SET EXERCISE:
Pick out every line in the entries below that contains the word "grass" and copy each of those lines.

────────────────

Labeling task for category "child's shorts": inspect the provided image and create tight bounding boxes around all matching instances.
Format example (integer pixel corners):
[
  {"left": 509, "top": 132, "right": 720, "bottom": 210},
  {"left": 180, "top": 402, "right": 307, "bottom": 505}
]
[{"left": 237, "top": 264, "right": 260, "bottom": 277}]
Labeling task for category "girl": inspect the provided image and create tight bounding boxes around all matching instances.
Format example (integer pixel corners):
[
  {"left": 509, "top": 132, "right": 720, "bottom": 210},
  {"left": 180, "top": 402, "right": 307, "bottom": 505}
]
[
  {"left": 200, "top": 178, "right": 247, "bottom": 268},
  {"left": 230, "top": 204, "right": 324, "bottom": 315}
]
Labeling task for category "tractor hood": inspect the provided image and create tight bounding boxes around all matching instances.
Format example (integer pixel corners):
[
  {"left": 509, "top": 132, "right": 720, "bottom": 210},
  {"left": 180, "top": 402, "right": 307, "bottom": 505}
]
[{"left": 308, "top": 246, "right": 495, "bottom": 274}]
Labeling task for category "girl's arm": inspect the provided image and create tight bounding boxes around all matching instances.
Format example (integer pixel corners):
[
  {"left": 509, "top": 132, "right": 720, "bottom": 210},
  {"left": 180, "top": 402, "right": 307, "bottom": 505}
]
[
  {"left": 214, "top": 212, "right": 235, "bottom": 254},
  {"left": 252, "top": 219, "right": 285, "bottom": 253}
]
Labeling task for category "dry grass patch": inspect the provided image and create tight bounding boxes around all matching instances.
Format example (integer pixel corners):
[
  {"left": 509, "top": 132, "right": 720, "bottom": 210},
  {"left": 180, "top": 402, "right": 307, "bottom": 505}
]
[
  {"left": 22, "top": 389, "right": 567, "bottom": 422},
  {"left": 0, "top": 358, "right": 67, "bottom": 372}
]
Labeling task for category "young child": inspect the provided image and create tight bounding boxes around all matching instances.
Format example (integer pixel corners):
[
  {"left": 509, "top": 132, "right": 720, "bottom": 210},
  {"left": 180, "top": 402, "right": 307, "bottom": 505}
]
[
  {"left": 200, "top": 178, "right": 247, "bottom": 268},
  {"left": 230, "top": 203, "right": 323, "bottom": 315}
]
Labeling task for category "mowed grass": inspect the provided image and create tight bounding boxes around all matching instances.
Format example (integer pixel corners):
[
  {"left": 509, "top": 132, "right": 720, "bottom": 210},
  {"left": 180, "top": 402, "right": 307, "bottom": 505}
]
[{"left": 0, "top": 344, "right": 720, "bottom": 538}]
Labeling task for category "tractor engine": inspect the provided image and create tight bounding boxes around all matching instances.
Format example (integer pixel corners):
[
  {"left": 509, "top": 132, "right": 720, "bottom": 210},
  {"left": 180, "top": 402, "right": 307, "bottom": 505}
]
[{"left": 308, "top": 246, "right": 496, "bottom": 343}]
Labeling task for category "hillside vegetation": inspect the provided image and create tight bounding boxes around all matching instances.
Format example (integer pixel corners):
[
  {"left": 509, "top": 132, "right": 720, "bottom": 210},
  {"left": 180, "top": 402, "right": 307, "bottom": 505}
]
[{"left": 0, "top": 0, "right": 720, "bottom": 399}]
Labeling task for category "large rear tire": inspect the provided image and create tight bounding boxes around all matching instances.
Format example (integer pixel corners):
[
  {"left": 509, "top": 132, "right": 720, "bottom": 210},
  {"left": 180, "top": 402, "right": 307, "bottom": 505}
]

────────────────

WRITTEN SOLUTION:
Labeling task for category "dry grass patch": inspect the provided image and create tight bounding boxes around all matching instances.
Labeling task for category "mowed grass": inspect the provided image and create tight bounding boxes around all matching instances.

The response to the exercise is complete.